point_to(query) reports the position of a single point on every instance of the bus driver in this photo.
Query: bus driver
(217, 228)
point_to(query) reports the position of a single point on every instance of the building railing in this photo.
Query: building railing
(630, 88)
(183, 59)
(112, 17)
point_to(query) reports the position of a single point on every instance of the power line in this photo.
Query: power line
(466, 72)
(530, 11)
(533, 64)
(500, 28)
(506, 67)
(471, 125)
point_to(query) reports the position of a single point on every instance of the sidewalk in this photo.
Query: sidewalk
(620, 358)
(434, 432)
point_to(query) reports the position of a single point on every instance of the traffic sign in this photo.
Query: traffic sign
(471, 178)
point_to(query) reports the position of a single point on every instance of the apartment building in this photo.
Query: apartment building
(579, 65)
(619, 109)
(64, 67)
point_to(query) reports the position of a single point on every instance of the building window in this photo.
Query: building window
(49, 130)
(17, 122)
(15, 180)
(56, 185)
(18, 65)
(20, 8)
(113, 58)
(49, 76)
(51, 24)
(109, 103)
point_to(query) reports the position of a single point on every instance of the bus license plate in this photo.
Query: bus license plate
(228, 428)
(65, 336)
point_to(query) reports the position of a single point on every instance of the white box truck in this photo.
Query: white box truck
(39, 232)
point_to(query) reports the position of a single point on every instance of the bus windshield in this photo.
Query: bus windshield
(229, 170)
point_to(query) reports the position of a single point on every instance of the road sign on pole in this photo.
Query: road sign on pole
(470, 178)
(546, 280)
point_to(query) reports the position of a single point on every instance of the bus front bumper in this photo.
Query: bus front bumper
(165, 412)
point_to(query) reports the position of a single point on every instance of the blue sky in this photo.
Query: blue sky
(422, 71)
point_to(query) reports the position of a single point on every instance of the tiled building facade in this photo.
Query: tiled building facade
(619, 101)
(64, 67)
------------------------------------------------
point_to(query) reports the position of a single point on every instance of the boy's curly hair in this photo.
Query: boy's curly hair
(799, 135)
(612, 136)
------------------------------------------------
Count the lines in the data above that contain the string "road", treating uppercase and lowercase as different. Reply with the number alone.

2